Written request: Exactly reproduce each entry, leaving out nothing.

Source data
---*---

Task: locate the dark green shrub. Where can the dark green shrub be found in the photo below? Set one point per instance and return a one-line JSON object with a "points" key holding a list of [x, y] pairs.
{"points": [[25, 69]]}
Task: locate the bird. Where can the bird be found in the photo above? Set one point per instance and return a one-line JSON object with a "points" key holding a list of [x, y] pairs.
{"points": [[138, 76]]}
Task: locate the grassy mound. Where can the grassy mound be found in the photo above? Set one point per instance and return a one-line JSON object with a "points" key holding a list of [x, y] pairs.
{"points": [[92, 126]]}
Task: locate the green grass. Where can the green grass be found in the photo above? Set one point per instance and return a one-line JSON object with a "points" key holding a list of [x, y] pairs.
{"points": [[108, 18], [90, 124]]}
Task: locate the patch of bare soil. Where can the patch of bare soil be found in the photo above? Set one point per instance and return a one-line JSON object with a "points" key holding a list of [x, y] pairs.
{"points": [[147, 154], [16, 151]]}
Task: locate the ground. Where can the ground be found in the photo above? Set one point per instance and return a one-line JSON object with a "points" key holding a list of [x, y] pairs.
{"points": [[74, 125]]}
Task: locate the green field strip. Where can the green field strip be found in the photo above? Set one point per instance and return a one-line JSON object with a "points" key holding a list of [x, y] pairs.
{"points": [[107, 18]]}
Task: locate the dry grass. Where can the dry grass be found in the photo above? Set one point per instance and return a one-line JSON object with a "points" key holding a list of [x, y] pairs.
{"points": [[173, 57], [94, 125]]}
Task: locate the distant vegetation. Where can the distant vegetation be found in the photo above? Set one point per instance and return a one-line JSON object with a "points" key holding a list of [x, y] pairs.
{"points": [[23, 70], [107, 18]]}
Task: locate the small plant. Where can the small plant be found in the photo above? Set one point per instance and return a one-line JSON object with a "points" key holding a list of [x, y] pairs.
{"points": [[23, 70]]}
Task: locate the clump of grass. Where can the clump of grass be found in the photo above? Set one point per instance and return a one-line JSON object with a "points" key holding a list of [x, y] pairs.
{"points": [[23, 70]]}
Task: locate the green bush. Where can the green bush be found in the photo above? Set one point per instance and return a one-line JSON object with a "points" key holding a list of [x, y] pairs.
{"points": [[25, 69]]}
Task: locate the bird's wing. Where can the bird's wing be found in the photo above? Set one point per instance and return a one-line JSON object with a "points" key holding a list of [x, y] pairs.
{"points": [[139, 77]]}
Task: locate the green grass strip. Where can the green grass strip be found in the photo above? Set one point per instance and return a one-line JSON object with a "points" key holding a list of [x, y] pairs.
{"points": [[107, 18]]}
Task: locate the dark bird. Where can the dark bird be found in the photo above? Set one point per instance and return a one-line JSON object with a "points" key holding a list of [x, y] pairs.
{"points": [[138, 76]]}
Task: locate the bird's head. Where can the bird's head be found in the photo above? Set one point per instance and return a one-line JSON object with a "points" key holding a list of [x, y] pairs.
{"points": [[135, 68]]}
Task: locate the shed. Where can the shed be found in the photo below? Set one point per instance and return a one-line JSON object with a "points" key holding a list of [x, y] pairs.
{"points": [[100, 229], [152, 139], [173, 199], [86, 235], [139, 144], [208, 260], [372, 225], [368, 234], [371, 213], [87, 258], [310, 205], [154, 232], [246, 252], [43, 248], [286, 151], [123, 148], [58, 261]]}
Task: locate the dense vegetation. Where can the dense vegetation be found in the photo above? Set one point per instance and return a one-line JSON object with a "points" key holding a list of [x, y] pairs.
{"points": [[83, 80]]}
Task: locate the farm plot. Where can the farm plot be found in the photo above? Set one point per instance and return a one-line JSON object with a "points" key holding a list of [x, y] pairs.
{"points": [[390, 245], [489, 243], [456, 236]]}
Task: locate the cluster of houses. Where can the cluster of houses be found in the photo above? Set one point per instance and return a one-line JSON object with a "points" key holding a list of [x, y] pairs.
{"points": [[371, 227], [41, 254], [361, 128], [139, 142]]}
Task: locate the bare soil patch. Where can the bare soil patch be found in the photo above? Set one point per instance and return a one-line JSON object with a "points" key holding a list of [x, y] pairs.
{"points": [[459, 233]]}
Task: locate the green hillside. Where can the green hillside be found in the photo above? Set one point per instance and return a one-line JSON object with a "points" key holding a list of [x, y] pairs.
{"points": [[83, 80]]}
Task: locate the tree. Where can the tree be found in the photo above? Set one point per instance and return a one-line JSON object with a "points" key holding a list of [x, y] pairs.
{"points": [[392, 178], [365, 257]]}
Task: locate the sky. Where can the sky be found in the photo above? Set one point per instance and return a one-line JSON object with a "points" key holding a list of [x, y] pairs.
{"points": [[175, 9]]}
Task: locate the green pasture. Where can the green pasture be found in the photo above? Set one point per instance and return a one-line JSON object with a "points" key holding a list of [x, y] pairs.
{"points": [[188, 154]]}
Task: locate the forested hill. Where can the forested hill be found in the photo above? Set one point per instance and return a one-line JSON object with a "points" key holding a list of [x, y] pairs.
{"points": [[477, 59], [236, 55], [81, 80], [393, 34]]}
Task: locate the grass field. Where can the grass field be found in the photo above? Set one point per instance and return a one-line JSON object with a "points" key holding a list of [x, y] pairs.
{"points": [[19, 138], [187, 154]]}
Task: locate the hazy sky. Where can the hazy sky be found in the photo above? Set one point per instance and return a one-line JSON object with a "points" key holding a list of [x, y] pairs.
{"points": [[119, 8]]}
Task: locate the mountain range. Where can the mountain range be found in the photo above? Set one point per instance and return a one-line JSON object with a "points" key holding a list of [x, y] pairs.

---*---

The answer:
Task: locate the dark green shrub. Where can the dark green shrub be found in the photo below? Set one point per instance and return a one-line JSON object with a "points" key holding a list of [x, y] pairs.
{"points": [[25, 69]]}
Task: locate the bird. Where can the bird be found in the photo above? Set one point per instance and return a one-line JSON object with a "points" key holding a list of [x, y] pairs.
{"points": [[138, 76]]}
Task: locate the grassy mound. Where can the grassy mound be found in the photo above? Set one point per instance and return a one-line JSON object with a "points" key holding a list of [x, y] pairs.
{"points": [[92, 126]]}
Task: locate the green grass. Where can the green grass be found in the photo above? Set one point per instance and return a one-line JSON object with a "points" key holding a list of [x, y] pairs.
{"points": [[108, 18], [90, 124]]}
Task: locate the patch of bare soil. Where can the patch of bare soil be found in the photo above? Set one point per instance and return a one-line JSON object with a "points" key holding a list of [x, y] pairs.
{"points": [[147, 154], [16, 151]]}
Task: locate the ground. Where can the ground be found in the photo above? Set one point per instance and return a one-line JSON object with a "points" key holding a list of [x, y] pairs.
{"points": [[74, 125]]}
Task: locate the green field strip. Where can the green field strip be found in the photo above? Set one point per instance and return a one-line JSON object with a "points" key holding a list of [x, y] pairs.
{"points": [[107, 18]]}
Task: locate the dry grass. Where can the dry grass be found in the photo above? Set one point per instance and return a one-line JSON object with a "points" key holding a list of [x, y] pairs.
{"points": [[173, 57], [94, 125]]}
Task: locate the distant vegetation. Where can the distant vegetation be found in the photo above? Set one point per instance and return a one-line JSON object with a "points" key holding a list of [x, y] pairs.
{"points": [[23, 70], [107, 18]]}
Task: locate the small plant. Where can the small plant be found in the photo above? Set one point per instance and return a one-line JSON object with a "points" key holding a list of [x, y] pairs.
{"points": [[23, 70]]}
Task: locate the clump of grass. Where can the clump of grass be found in the photo above? Set one point per instance and return a one-line JSON object with a "points" key holding a list of [x, y] pairs.
{"points": [[23, 70]]}
Task: locate the green bush. Where can the green bush be found in the photo above? Set one point per instance and return a one-line JSON object with a "points" key holding a list of [x, y] pairs.
{"points": [[25, 69]]}
Task: locate the bird's wing. Where can the bird's wing be found in the photo above? Set one point per instance and return a one-line JSON object with a "points" key holding a list of [x, y] pairs.
{"points": [[139, 77]]}
Task: locate the green grass strip. Where can the green grass strip be found in the photo above? Set one point per instance and return a one-line JSON object with a "points" key holding a list of [x, y] pairs.
{"points": [[107, 18]]}
Task: locate the dark bird. Where can the dark bird be found in the photo above? Set one point per instance and return a one-line JSON object with a "points" key holding a list of [x, y] pairs.
{"points": [[138, 76]]}
Task: locate the bird's head. Where can the bird's head be found in the photo above? Set one point per instance and return a one-line JSON object with a "points" key holding a list of [x, y] pairs.
{"points": [[135, 68]]}
Task: locate the shed. Where can the shed be found in the photo below? Set one point per instance and return a one-line JSON object with a "points" key holding a list of [x, y] pairs.
{"points": [[100, 229], [152, 139], [173, 199], [86, 235], [139, 144], [208, 260], [372, 225], [368, 234], [371, 213], [87, 258], [310, 205], [154, 232], [246, 252], [43, 248], [286, 151], [123, 148], [58, 261]]}
Task: locate the dense vegetation. Where can the dense vegetation be found in the photo above? Set one point per instance and return a one-line JSON object with a "points" key holding a list of [x, y] pairs.
{"points": [[83, 80]]}
Task: locate the farm plot. Where can the farm plot be found in the photo above? Set one point per instance and return a one-line JSON object with a "points" key holding a list of [x, y] pairs.
{"points": [[390, 245], [489, 243], [456, 236]]}
Task: locate the cluster of houses. Where can the cluster of houses be found in the photo above? Set one point per instance and return a one-line JSON object with a "points" key holding a list of [x, y] pairs.
{"points": [[371, 227], [41, 254], [361, 128], [139, 142]]}
Task: locate the bare soil patch. Where can the bare soil patch be found in the photo above? Set one point per instance and return a one-line JSON object with a "points" key holding a list of [x, y] pairs.
{"points": [[459, 233]]}
Task: locate the green hillside. Where can the green hillside be found in the photo above? Set one point per instance and return a one-line JSON object with a "points" key holding a list of [x, y] pairs.
{"points": [[83, 80]]}
Task: locate the tree. Where can the tree be found in the photo above? Set one point per instance and return a one-line JSON object with a "points" key holding a list of [x, y] pairs.
{"points": [[392, 178], [365, 257]]}
Task: locate the sky. Where can the sky be found in the photo above? Set one point per instance and return a one-line JSON object with a "points" key holding a list of [x, y] pairs.
{"points": [[175, 9]]}
Task: locate the green pasture. Where can the green pasture be found in the photo above? Set one point per instance and return a one-line JSON object with a "points" key holding a list of [x, y] pairs.
{"points": [[188, 154]]}
Task: locate the forested hill. Where can the forested hill be found in the photo above? Set one point per instance and return a one-line JSON object with a "points" key holding a list of [x, y] pairs.
{"points": [[477, 59], [236, 55], [81, 80], [393, 34]]}
Task: locate the grass field. Where can the grass field be found in the photo above? Set one point per instance and return a one-line JSON object with a "points" key holding a list of [x, y] pairs.
{"points": [[19, 138], [187, 154]]}
Task: locate the hazy sky. Where can the hazy sky be found in the photo above? Set one point per instance and return a one-line JSON object with a "points" key holding a list of [x, y] pairs.
{"points": [[119, 8]]}
Task: locate the mountain range. Where can the mountain range be found in the photo above? Set one point per instance and return a one-line JSON object with a "points" key holding a list of [x, y] pairs.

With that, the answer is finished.